▶ TEXT ZUM LESEN:

Im Jahr 1847 entwickelte Werner von Siemens seinen Zeigertelegraphen und revolutionierte damit die moderne Kommunikation. Statt kurzer und langer Morsezeichen kamen beim Empfänger nun Buchstaben und ganze Wörter an. Die Erfindung setzte sich durch, überall in Europa entstanden Telegraphenlinien, später Telefonnetze. Und Siemens verdiente jedes Mal mit – der Grundstein für einen Weltkonzern war gelegt. Heute, mehr als 160 Jahre später, trennt sich Siemens vom letzten Überbleibsel aus den Anfangstagen. Der letzte Schritt: Der Konzern gibt die Telefonproduktion – bekannt für ihre Gigaset-Schnurlostelefone – an die Beteiligungsgesellschaft ARQUES ab.

▶ BEREITGESTELLTE DATEN:
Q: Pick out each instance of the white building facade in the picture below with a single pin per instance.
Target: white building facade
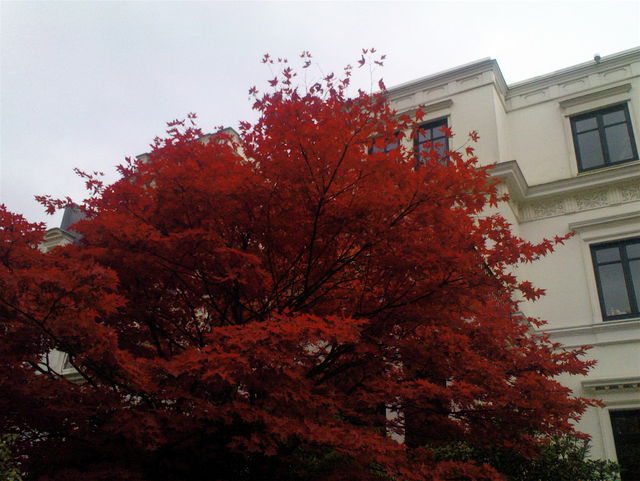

▶ AUFGABEN:
A. Schreibe den Text über Siemens von „Im Jahr 1847“ bis „Beteiligungsgesellschaft ARQUES ab.“ noch einmal ab und ersetze dabei „Erfindung“ durch „Neuerung“.
B. Führe den Text über Siemens nach seinem letzten Satz weiter.
Die Daten haben hiermit nichts zu tun.

▶ ERGEBNISSE JE AUFGABE:
A.
Im Jahr 1847 entwickelte Werner von Siemens seinen Zeigertelegraphen und revolutionierte damit die moderne Kommunikation. Statt kurzer und langer Morsezeichen kamen beim Empfänger nun Buchstaben und ganze Wörter an. Die Neuerung setzte sich durch, überall in Europa entstanden Telegraphenlinien, später Telefonnetze. Und Siemens verdiente jedes Mal mit – der Grundstein für einen Weltkonzern war gelegt. Heute, mehr als 160 Jahre später, trennt sich Siemens vom letzten Überbleibsel aus den Anfangstagen. Der letzte Schritt: Der Konzern gibt die Telefonproduktion – bekannt für ihre Gigaset-Schnurlostelefone – an die Beteiligungsgesellschaft ARQUES ab.

B.
"Wir schließen das Kapitel Kommunikation bei Siemens", sagte Finanzchef Joe Kaeser. Zeichen von Rührung suchte man vergeblich. Für Nostalgie ist in einer globalisierten Welt kein Platz mehr. Auch Siemens muss Geld verdienen, will der Konzern gegen die Konkurrenten aus Europa, Amerika, Japan und immer mehr auch aus China bestehen. Und mit Kommunikationstechnik haben die Bayern zuletzt eher Verluste eingefahren.

Noch vor zwei Jahren war die Kommunikationssparte namens COM, in der auch der Siemens-Schmiergeldskandal seinen Ausgangspunkt hatte, der größte Brocken im Siemens-Universum. Das Geld verdienten jedoch andere im Unternehmen. Mehrere Jahre schon dauerte der Niedergang an. Schließlich zog der damalige Konzernchef Klaus Kleinfeld die Notbremse – er löste COM kurzerhand auf. Das Geschäft mit Mobilfunk- Ausrüstungen gaben die Münchener unter finnische Führung in das Gemeinschaftsunternehmen Nokia Siemens Networks, die Funkmodule gingen ebenso wie die Telefonanlagen mehrheitlich an Finanzinvestoren.

In einer Pleite endete die Trennung vom Handygeschäft; nach einem Jahr drehte der neue taiwanesische Besitzer der inzwischen unter BenQ Mobile firmierenden Ex-Tochter den Geldhahn zu. Die Folge: Tausende Mitarbeiter verloren ihre Arbeit, Siemens viel Geld und Ansehen.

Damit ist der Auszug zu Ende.